--- Start PAGE ---

Saying things other people don’t even want to think much less say, Del Shores is a take-no-prisoners fighter for GLBT equality and the perfect person to take on so-called Christians who use their religion to shame and demonize the GLBT community. Shores, who many people know from his hit Logo series Sordid Lives and the hit film of the same name starring Olivia Newton John and Leslie Jordan, is finishing a tour of his new show Naked. Sordid. Reality., as well as promoting his latest DVD Del Shores: Sordid Confessions.
A follow-up to his hilarious DVDMy Sordid Life, in Sordid Confessions he jumps right in and addresses how his life completely blew up last December when he and his husband Jason Dottley (who played Ty in the Sordid Lives series) divorced. “I’m living a Tammy Wynette song,” he jokes in the show, although he has no regrets about showing his anger toward his ex.
Shores grew up the son of a Southern Baptist minister, and he tried to live life the way the Church dictates, getting married and having two daughters whom he cherishes. After the success of his first play Daddy’s Dyin’, Who’s Got the Will?, Shores went on to write Sordid Lives, which ran forever in Los Angeles, and he got into television writing, first on Ned & Stacey (starring Debra Messing and Thomas Hayden Church), then Will & Grace and Queer as Folk. “I can point to the day that changed my life and it was the day the review (of Daddy’s Dyin’) came out in the LA Times. That show ran for twenty-two months in LA, and it changed my life. I started getting the chance to do television and movies, and to this day, that is still my most-produced play,” Shores explained, as he prepared to do a show in Oklahoma City.
Sordid Confessions is just what the title infers, and Shores does not hold back on his feelings about such “celebrities” as Bristol Palin and former Saturday Night Live has-been Victoria Jackson. The most hilarious part of the show is when Shores, who knows his Scriptures, turns the Good Book back on the bad people who like to wield it like a club. His standard P.S. on responses, which he actually sends to these people, is “P.S.: F*** you!”
I had the opportunity to ask Shores about his life and his decision to go back on the road after his divorce, and he was just as honest as he is in his writing and on stage:
On Sordid Lives:
“It’s the gift that keeps on giving, and I’m very grateful for that franchise.”

--- End PAGE ---

WHAT THIS EXERCISE ASKS
1. In one to three sentences, explain why Shores says the day the LA Times reviewed Daddy's Dyin', Who's Got the Will? was the day that changed his life, according to the Del Shores profile.
2. Please carry the Del Shores profile forward from its last quote, the one about Sordid Lives.

--- Start RECORDS SUPPLIED ---

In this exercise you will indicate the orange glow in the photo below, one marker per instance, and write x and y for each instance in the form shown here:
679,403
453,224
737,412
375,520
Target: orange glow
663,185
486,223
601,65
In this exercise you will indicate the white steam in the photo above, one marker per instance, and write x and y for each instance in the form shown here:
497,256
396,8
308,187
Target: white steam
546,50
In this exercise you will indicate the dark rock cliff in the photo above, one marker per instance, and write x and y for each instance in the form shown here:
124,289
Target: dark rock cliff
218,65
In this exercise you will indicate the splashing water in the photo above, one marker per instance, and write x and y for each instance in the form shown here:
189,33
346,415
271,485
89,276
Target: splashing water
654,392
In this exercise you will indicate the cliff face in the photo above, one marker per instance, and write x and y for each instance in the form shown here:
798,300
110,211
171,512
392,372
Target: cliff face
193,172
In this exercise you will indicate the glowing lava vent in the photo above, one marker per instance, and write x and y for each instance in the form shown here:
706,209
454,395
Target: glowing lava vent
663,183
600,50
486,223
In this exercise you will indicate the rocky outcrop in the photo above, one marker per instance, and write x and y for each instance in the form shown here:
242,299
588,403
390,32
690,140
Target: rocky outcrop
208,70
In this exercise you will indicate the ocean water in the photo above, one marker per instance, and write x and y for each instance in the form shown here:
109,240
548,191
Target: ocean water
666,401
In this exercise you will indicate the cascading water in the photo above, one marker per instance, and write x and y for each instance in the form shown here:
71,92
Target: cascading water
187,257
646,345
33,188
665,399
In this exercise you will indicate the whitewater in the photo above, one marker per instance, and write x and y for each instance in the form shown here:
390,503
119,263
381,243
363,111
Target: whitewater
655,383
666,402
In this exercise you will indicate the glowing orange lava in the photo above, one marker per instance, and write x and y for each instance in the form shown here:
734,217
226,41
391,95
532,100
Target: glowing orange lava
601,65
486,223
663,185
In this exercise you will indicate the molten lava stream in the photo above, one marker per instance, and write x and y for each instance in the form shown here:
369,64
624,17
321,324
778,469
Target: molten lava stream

--- End RECORDS SUPPLIED ---

TASK RESULTS
1. That review came out for a show that went on to run for twenty-two months in LA. Its success gave him the chance to do television and movies.

2.
On Sordid Confessions:
“I’m really happy with that. You know, I scheduled a taping of that and then my world was rocked with my husband leaving, and I had to delay it. I was really worried about being funny. I was going. “Can I do this?”, but then I stepped on stage at the Rose Room and I felt like it was one of my best shows in my career. I just loved the audience and they allowed me to go off my roadmap and do some really funny ad-libs that made it onto the DVD. That whole bit about AOL chat rooms and the “9 ½ inches” who show up was completely on the fly.”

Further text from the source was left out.